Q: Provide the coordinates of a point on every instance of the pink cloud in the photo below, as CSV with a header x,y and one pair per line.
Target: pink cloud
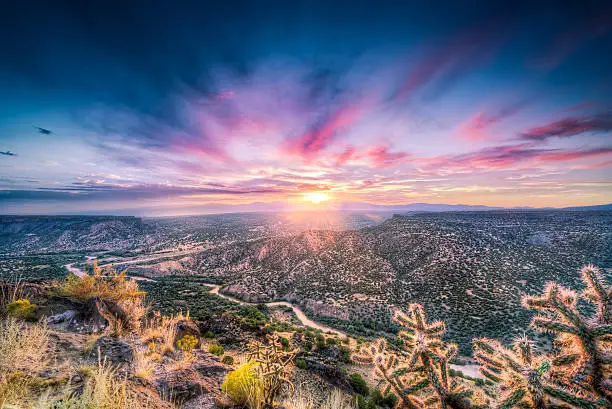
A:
x,y
478,126
504,157
348,154
381,157
570,126
318,138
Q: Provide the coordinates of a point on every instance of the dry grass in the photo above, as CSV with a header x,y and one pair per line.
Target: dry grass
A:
x,y
103,390
9,293
338,400
301,398
143,365
110,285
23,353
162,330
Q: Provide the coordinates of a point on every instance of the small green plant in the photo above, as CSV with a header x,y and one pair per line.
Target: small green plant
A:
x,y
243,385
228,360
274,366
22,309
187,344
216,350
300,363
359,384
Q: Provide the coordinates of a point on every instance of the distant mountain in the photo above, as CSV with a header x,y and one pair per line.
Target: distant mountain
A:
x,y
597,207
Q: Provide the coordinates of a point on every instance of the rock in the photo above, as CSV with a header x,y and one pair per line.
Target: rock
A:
x,y
113,351
187,327
206,401
61,318
203,377
330,372
184,384
210,366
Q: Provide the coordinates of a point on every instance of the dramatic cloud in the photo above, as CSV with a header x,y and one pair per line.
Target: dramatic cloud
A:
────
• [The problem]
Can you reproduce word for word the lines starting with the one that contains "of the distant" and going on through the very last line above?

• [Expected answer]
Q: Provide the coordinates of a point on every instance of the distant mountain in the photo above, as CSV with a header x,y and one pair per line.
Target: distant mountain
A:
x,y
597,207
Q: Provide the coordinates of a point on every instance of the rock in the photo above, as CSV with a header x,y and one pair per line.
Target: rock
A:
x,y
113,351
187,327
206,401
61,318
203,377
330,372
184,384
210,366
Q: Provide the coordinates of a point on every instance of the dramatic cloud in the photo above, as CSV with a header x,y and one pair per line.
Target: dramatic cloud
A:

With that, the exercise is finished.